• Verilen görev a
Pervin Buldan'ın Batman'daki halk buluşmasını anlatan haber metnini hiçbir değişiklik yapmadan baştan sona geri verin.

##### Okunacak metin #####

Buldan: Kürt sorununu çözmek için Öcalan ile görüşmelerin mutlaka başlaması lazım

Eş Genel Başkanımız Pervin Buldan Batman’da tecride ve saldırılara karşı gerçekleştirilen halk buluşmasına katıldı. DBP Eş Genel Başkanı Keskin Bayındır, Kadın Meclisi Sözcümüz Ayşe Acar Başaran, MYK üyelerimiz, belediye eşbaşkanlarımız, milletvekillerimiz ve binlerce kişi buluşmada yer aldı.

Burada konuşan Batman İl Eşbaşkanımız Ömer Kulpu cezaevlerinde süren açlık grevlerine işaret ederek, tecridin kaldırılmasını istedi. Batman İl Eşbaşkanımız Fatma Ablay da yaptığı Kürtçe konuşmada, Batman halkının hiçbir zaman baskılar karşısında boyun eğmediğini, eğmeyeceğini söyledi.

##### Kayıtlı satırlar #####

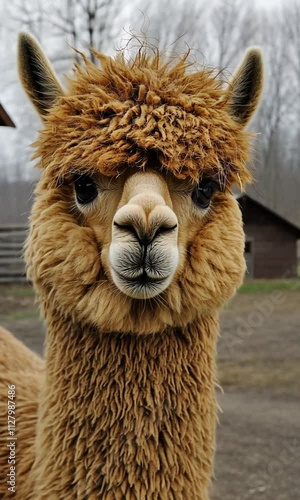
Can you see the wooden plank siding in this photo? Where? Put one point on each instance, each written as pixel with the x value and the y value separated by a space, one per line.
pixel 12 267
pixel 274 242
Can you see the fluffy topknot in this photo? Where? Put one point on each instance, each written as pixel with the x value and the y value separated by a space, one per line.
pixel 124 113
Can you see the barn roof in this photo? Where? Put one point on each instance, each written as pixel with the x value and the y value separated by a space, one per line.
pixel 5 120
pixel 282 219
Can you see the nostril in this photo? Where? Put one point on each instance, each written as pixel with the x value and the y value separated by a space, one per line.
pixel 143 236
pixel 126 227
pixel 164 230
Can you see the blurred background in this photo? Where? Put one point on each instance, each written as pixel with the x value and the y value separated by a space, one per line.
pixel 258 447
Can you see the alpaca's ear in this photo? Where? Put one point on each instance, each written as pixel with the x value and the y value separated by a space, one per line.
pixel 37 75
pixel 246 87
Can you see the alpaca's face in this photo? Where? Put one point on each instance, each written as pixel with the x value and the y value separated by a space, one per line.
pixel 137 252
pixel 134 227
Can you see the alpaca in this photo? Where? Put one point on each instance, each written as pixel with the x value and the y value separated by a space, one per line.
pixel 135 243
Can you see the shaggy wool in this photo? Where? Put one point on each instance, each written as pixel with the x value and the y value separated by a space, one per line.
pixel 126 406
pixel 114 116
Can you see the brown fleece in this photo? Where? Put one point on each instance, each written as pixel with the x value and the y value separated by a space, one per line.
pixel 126 408
pixel 112 117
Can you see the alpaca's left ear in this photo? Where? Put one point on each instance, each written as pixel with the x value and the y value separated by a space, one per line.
pixel 36 74
pixel 245 89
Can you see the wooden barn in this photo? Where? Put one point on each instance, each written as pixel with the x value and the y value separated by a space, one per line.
pixel 271 242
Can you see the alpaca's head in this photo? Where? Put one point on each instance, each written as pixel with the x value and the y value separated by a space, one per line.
pixel 134 226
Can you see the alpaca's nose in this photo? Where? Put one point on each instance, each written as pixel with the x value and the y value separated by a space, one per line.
pixel 145 217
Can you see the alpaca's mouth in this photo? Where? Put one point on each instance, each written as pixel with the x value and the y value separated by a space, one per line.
pixel 142 286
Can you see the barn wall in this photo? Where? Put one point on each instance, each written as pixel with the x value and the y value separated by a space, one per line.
pixel 275 254
pixel 15 201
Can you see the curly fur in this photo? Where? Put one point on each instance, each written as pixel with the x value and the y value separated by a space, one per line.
pixel 126 408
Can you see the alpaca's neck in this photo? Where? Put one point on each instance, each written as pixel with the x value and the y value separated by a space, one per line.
pixel 127 416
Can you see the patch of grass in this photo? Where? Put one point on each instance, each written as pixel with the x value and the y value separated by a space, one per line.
pixel 20 314
pixel 16 290
pixel 276 375
pixel 267 286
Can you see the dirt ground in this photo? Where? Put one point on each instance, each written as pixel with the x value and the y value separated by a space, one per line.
pixel 258 441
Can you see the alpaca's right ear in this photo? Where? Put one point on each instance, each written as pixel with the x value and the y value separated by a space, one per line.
pixel 36 74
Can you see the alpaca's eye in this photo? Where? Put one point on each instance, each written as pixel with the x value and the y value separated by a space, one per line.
pixel 203 192
pixel 86 189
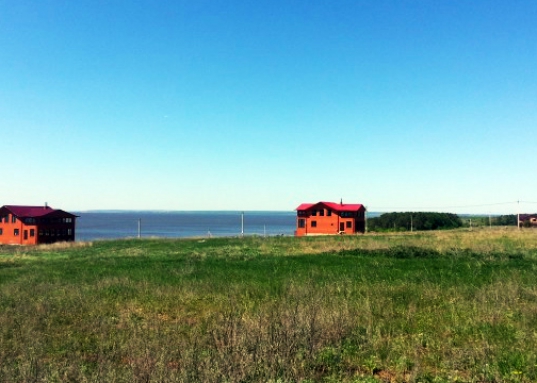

#####

• Verilen görev b
Kayıtlarda "Can you see the barn wall" ifadesini içeren satırdan kayıtların sonuna kadar olan satırları, "barn wall" yerine "shed wall" koyup geri kalan her şeyi aynı bırakarak güncelleyin. Yanıtta yalnızca bu satırları verin ve resimleri yanıta katmayın.

• Doğru sonuç a
Buldan: Kürt sorununu çözmek için Öcalan ile görüşmelerin mutlaka başlaması lazım

Eş Genel Başkanımız Pervin Buldan Batman’da tecride ve saldırılara karşı gerçekleştirilen halk buluşmasına katıldı. DBP Eş Genel Başkanı Keskin Bayındır, Kadın Meclisi Sözcümüz Ayşe Acar Başaran, MYK üyelerimiz, belediye eşbaşkanlarımız, milletvekillerimiz ve binlerce kişi buluşmada yer aldı.

Burada konuşan Batman İl Eşbaşkanımız Ömer Kulpu cezaevlerinde süren açlık grevlerine işaret ederek, tecridin kaldırılmasını istedi. Batman İl Eşbaşkanımız Fatma Ablay da yaptığı Kürtçe konuşmada, Batman halkının hiçbir zaman baskılar karşısında boyun eğmediğini, eğmeyeceğini söyledi.

• Doğru sonuç b
Can you see the shed wall in this photo? Where? Put one point on each instance, each written as pixel with the x value and the y value separated by a space, one per line.
pixel 275 254
pixel 15 201
Can you see the curly fur in this photo? Where? Put one point on each instance, each written as pixel with the x value and the y value separated by a space, one per line.
pixel 126 408
Can you see the alpaca's neck in this photo? Where? Put one point on each instance, each written as pixel with the x value and the y value separated by a space, one per line.
pixel 127 416
Can you see the patch of grass in this photo? Where? Put one point on each instance, each written as pixel with the x value and the y value separated by a space, one per line.
pixel 20 314
pixel 16 290
pixel 276 375
pixel 267 286
Can you see the dirt ground in this photo? Where? Put one point on each instance, each written as pixel with the x value and the y value separated by a space, one per line.
pixel 258 441
Can you see the alpaca's right ear in this photo? Where? Put one point on each instance, each written as pixel with the x value and the y value separated by a space, one per line.
pixel 36 74
Can you see the alpaca's eye in this photo? Where? Put one point on each instance, each written as pixel with the x value and the y value separated by a space, one per line.
pixel 203 192
pixel 86 189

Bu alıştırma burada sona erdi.